* _Tasks to perform_
1 > Repeat the section of the Civil War passage that begins with the words containing "During this fighting" and ends with "of a soldier.".
2 > Write the next part of the Civil War passage, starting right after its last sentence.

* _Text_

..........

After a brief stint at Beaufort and Hilton Head, which had been taken earlier by Union troops, the regiment was sent to Virginia where it participated in the fighting to take Petersburg and Richmond. Like so many engagements in the Civil War, the battles were fierce and the aftermaths ugly. “When I looked upon the dead and wounded, it was awful to see the piles of legs and arms that the surgeons cut off and threw in heaps on the ground,” Hill wrote.

During this fighting on Oct. 27,  John Smalley was wounded “while on the skirmish line.” His casualty report said he suffered a “severe” spine injury.


Hill did not think much of the medical attention injured Black soldiers were receiving. “Many ... cases could be saved by a little care and attention after the battle, but the complexion and rank of a man has a great bearing,” he said. “There was a great distinction made among the wounded, so much so that it would make the heart of any Christian ache to see men treated so like brutes.”

Despite this, Smalley recuperated and was back in service within a few weeks, though he seems to have been reassigned to less stressful work as a company cook instead of a soldier. 

Members of the 29th were among the first Union troops to enter Richmond after it was abandoned by the Confederacy in 1865. And on April 4 they witnessed a visit by the President. As Abraham Lincoln walked more than a mile from the James River to Jefferson Davis’s former headquarters, many people lined the street cheering. Wrote Hill:

All could see the President, he was so tall. One woman standing in a doorway as he passed along shouted, “Thank you, dear Jesus, for this sight of the great conqueror.” Another one standing by her side clasped her hands and shouted, “Bless the Lamb — Bless the Lamb.” Another one threw her bonnet in the air, screaming with all her might, “Thank you, Master Lincoln.” A white woman came to a window but turned away, as if it were a disgusting sight. A few white women, looking out of an elegant mansion, waved their handkerchiefs. President Lincoln walked in silence, acknowledging the salute of officers and soldiers, and of the citizens, colored and white. It was a man of the people among the people. It was a great deliverer among the delivered. No wonder tears came to his eyes when he looked on the poor colored people who were once slaves, and heard the blessings uttered from thankful hearts and thanksgiving to God and Jesus. The gratitude and admiration amounting almost to worship, with which the colored people of Richmond received the President must have deeply touched his heart.”

..........

* _Given data_
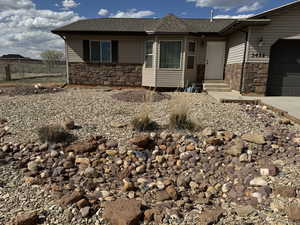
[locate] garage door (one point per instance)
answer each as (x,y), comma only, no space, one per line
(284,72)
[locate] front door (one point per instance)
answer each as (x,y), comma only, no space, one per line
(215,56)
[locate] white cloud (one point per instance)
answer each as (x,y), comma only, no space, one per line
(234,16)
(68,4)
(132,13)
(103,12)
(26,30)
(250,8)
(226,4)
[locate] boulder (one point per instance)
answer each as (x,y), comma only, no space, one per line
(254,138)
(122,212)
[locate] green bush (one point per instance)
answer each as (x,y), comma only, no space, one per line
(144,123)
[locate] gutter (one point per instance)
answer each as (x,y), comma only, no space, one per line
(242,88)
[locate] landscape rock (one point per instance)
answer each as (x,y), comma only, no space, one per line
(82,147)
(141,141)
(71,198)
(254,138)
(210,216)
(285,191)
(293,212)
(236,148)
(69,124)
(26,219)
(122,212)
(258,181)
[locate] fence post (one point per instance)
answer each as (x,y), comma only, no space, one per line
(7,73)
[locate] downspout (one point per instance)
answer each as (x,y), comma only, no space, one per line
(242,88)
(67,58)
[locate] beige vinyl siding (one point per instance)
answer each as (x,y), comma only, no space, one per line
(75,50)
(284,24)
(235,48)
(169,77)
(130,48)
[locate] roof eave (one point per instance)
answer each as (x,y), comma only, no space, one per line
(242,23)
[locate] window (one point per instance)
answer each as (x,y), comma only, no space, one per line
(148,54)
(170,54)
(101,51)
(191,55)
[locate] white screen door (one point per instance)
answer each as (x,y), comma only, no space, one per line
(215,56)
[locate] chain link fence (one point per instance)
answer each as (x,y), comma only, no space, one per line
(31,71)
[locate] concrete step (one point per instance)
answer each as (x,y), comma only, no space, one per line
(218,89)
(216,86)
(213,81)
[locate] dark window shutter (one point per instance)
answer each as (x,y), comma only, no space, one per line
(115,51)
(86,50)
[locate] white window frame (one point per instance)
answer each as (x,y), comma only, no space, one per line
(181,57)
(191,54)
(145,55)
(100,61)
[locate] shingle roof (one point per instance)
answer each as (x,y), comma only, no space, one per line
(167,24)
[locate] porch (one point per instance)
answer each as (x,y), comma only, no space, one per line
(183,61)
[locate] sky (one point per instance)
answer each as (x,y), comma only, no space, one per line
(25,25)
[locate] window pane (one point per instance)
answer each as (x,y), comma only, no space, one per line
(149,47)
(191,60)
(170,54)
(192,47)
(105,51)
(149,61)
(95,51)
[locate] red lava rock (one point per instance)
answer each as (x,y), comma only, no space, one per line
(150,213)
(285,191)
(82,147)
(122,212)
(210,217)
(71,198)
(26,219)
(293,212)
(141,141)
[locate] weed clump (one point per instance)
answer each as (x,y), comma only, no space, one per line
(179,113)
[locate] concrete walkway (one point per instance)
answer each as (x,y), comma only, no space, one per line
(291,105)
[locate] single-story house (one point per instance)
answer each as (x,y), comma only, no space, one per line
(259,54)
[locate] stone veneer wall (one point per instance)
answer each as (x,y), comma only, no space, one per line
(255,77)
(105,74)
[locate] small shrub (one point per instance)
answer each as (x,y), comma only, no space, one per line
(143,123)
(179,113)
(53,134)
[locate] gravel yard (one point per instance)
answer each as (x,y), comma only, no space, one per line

..........

* _Task results_
1 >
During this fighting on Oct. 27,  John Smalley was wounded “while on the skirmish line.” His casualty report said he suffered a “severe” spine injury.


Hill did not think much of the medical attention injured Black soldiers were receiving. “Many ... cases could be saved by a little care and attention after the battle, but the complexion and rank of a man has a great bearing,” he said. “There was a great distinction made among the wounded, so much so that it would make the heart of any Christian ache to see men treated so like brutes.”

Despite this, Smalley recuperated and was back in service within a few weeks, though he seems to have been reassigned to less stressful work as a company cook instead of a soldier.

2 >
Five days later Lee surrendered at Appomattox and 11 days later, Lincoln was dead.

Toward the end of April, the 29th sailed from Richmond for Norfolk via the James River. “We left many kind and weeping friends standing on the wharf bidding us God speed, and wishing us a safe return,” Hill reported.

From Norfolk, the regiment sailed for south Texas, with a stop at New Orleans. The troops arrived at Brazos July 7, part of a 50,000-man force along the Gulf Coast and the Rio Grande dealing both with relations with Mexico and with the beginnings of reconstruction in Texas. Only two months earlier, what some have called the last battle of the Civil War took place outside Brownsville — after the Confederate States had ceased to exist. In the skirmish at Palmito Ranch May 12 and 13, the Confederates overcame a Union Army attack. 

To reach the military base at Brownsville, the 29th’s troops had to march 20 miles inland through mosquito-infested marshes and waters sometimes waist deep. 

“It had not rained in this part of Texas for six weeks, and yet the mud in the roads was in places up to a man’s knees and for miles hub deep,” Hill recalled. “I was astonished to see the many stragglers strewed all along the road.  Many of them died and were buried in the forest, with nothing to look at their graves but the wild beasts of prey.”

Many members of the regiment became sick and wound up hospitalized, including both John Smalley and Isaac Hill.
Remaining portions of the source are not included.